Document:
__________________________________________________
问题
I have some huge files (of 19GB, 40GB etc.). I need to execute following algorithm on these files:
- Read the file
- Sort it on the basis of 1 column
Take 1st 70% of the data:
a) Take all the distinct records of the subset of the columns
b) write it to train fileTake the last 30% of the data:
a) Take all the distinct records of the subset of the columns
b) write it to test file
I tried running following code in spark (using Scala).
import scala.collection.mutable.ListBuffer
import java.io.FileWriter
import org.apache.spark.sql.functions.year
val offers = sqlContext.read
.format("com.databricks.spark.csv")
.option("header", "true") // Use first line of all files as header
.option("inferSchema", "true") // Automatically infer data types
.option("delimiter", ",")
.load("input.txt")
val csvOuterJoin = offers.orderBy("utcDate")
val trainDF = csvOuterJoin.limit((csvOuterJoin.count*.7).toInt)
val maxTimeTrain = trainDF.agg(max("utcDate"))
val maxtimeStamp = maxTimeTrain.collect()(0).getTimestamp(0)
val testDF = csvOuterJoin.filter(csvOuterJoin("utcDate") > maxtimeStamp)
val inputTrain = trainDF.select("offerIdClicks","userIdClicks","userIdOffers","offerIdOffers").distinct
val inputTest = testDF.select("offerIdClicks","userIdClicks","userIdOffers","offerIdOffers").distinct
inputTrain.rdd.coalesce(1,false).saveAsTextFile("train.csv")
inputTest.rdd.coalesce(1,false).saveAsTextFile("test.csv")
This is how I initiate spark-shell:
./bin/spark-shell --packages com.databricks:spark-csv_2.11:1.4.0 --total-executor-cores 70 --executor-memory 10G --driver-memory 20G
I execute this code on a distributed cluster with 1 master and many slaves each having sufficient amount of RAM. As of now, this code ends up taking a lot of memory and I get java heap space issues.
__________________________________________________
Data:

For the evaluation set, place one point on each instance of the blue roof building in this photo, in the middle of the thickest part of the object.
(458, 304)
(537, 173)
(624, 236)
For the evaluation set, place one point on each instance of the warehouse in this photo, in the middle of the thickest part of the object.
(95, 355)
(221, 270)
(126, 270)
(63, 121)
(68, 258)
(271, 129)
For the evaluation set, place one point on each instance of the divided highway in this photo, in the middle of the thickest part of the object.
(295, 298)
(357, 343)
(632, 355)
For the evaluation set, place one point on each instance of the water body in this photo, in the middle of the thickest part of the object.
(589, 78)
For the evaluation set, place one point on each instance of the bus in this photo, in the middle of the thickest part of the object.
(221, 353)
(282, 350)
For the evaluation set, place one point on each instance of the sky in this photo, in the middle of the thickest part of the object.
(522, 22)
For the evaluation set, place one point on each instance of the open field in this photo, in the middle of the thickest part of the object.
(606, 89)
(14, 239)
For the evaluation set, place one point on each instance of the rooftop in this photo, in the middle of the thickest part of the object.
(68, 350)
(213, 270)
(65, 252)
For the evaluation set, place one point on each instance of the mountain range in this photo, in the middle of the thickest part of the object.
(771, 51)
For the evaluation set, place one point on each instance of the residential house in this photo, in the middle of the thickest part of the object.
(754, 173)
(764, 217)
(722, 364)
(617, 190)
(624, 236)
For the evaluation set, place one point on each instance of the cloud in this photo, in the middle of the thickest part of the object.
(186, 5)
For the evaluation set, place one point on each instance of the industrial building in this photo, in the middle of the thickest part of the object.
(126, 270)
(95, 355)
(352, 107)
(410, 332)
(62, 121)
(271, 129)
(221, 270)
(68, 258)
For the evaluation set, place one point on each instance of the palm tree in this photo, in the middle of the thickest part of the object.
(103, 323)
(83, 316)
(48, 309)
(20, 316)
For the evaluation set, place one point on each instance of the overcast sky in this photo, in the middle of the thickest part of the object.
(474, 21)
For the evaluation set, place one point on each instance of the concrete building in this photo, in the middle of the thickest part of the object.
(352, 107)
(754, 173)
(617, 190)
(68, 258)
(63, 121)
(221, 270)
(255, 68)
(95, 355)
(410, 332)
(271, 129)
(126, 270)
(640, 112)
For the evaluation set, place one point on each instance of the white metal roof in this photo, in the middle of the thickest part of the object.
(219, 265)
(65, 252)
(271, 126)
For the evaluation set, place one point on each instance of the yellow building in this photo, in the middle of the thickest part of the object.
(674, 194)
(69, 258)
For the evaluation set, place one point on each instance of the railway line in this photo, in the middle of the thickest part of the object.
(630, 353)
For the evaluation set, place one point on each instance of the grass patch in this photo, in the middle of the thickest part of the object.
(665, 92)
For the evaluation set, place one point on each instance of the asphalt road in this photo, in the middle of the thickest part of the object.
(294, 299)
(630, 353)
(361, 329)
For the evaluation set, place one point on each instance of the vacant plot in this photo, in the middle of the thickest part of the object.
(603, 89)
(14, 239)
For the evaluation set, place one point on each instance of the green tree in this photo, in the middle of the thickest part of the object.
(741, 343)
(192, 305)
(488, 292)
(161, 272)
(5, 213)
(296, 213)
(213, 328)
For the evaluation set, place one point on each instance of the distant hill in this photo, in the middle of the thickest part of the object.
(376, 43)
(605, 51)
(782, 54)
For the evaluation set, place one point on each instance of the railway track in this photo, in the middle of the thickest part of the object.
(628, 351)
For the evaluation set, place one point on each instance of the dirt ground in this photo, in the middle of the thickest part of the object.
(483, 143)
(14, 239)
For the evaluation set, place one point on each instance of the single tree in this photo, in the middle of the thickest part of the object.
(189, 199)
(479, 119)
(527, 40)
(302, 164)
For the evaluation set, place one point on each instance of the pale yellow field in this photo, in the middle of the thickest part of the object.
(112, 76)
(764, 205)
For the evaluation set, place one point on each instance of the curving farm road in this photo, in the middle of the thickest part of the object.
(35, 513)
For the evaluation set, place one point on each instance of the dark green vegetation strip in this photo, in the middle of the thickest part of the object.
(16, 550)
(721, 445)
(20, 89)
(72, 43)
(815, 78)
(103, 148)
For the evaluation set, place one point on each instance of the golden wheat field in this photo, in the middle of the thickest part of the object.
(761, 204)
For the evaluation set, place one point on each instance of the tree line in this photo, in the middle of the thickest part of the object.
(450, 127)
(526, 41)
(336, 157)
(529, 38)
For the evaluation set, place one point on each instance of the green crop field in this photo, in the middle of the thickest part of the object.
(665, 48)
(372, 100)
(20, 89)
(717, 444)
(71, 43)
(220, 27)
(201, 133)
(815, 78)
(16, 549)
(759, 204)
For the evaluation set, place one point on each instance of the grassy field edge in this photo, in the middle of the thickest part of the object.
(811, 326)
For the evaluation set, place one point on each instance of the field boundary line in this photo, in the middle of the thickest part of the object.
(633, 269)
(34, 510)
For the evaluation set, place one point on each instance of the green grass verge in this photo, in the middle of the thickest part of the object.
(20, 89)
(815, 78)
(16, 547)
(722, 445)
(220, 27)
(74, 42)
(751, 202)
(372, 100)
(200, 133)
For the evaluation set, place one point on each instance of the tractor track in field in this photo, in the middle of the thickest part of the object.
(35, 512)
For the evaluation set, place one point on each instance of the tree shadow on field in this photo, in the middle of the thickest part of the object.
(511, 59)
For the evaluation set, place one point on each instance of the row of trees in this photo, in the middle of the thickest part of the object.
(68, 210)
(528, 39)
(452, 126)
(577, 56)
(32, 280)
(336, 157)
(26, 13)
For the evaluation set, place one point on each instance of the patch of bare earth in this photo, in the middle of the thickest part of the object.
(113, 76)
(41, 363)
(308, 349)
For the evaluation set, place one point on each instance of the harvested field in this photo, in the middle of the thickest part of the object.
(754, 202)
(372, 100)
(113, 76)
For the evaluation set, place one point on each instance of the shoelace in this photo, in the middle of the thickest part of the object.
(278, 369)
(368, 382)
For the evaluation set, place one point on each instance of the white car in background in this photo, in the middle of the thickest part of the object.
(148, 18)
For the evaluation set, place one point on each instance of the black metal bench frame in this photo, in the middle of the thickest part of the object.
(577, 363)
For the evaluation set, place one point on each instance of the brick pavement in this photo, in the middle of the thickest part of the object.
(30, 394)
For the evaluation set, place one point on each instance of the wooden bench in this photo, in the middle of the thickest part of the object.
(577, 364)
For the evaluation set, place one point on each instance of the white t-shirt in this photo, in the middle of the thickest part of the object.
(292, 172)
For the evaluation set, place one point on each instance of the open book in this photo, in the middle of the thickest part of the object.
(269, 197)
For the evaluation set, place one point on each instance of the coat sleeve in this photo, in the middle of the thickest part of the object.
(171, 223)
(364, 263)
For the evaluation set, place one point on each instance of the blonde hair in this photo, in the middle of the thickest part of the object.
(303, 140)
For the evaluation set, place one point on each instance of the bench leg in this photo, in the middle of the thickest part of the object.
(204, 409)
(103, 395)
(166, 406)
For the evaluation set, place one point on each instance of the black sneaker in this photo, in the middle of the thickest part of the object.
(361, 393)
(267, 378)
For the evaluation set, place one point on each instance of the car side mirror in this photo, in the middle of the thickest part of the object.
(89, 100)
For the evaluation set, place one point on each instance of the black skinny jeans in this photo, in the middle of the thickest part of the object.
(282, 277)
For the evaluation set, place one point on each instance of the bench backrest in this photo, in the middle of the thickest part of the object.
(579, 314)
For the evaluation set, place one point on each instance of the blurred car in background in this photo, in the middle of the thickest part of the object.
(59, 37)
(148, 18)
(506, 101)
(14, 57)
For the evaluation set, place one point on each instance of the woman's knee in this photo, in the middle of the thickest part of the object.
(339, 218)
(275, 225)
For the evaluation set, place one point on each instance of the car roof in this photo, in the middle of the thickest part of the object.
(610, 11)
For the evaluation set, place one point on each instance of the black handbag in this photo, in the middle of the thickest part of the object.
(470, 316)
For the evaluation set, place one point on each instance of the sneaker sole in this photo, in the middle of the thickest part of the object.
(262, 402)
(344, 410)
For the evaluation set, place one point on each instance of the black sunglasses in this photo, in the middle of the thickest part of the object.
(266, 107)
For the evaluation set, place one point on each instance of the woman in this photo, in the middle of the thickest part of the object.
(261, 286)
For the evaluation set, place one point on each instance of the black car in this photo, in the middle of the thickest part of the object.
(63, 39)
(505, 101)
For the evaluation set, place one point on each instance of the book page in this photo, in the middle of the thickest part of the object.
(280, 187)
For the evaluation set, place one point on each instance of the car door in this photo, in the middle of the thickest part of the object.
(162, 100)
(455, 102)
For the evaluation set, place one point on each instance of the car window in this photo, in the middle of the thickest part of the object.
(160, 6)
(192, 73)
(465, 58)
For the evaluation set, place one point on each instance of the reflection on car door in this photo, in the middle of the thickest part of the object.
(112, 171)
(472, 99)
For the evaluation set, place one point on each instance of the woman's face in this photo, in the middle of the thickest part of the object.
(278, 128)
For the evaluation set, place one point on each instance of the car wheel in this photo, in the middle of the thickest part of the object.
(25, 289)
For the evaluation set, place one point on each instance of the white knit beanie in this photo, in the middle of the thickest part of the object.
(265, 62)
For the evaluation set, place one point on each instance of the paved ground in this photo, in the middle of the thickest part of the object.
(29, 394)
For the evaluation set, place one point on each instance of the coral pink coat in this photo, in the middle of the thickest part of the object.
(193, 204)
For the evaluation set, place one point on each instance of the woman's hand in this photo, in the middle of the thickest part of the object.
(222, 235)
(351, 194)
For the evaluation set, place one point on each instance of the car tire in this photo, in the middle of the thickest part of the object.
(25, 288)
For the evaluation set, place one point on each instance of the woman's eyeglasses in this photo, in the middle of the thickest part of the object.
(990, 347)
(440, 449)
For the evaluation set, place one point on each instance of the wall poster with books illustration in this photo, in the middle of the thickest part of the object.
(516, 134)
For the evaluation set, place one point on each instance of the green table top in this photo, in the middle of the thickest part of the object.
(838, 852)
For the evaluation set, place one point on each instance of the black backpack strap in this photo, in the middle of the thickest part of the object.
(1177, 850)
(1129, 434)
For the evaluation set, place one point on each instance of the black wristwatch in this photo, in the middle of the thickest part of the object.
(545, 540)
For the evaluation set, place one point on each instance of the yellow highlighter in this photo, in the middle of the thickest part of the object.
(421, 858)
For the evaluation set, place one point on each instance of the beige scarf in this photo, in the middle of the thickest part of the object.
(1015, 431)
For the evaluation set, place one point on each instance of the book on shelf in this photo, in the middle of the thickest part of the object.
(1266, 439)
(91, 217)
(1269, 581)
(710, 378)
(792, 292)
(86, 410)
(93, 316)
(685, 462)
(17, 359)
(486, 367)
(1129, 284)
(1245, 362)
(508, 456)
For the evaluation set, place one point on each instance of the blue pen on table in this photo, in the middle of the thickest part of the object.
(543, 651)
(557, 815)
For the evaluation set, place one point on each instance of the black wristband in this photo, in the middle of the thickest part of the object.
__________________________________________________
Written problem 1: Echo the Spark post starting with "This is how" and going on through "heap space issues.".
Written problem 2: Return each line of the records that contains the word "coat".
The Spark post and the records come from unrelated sources.

Written answer 1:
This is how I initiate spark-shell:
./bin/spark-shell --packages com.databricks:spark-csv_2.11:1.4.0 --total-executor-cores 70 --executor-memory 10G --driver-memory 20G
I execute this code on a distributed cluster with 1 master and many slaves each having sufficient amount of RAM. As of now, this code ends up taking a lot of memory and I get java heap space issues.

Written answer 2:
For the evaluation set, place one point on each instance of the coat sleeve in this photo, in the middle of the thickest part of the object.
For the evaluation set, place one point on each instance of the coral pink coat in this photo, in the middle of the thickest part of the object.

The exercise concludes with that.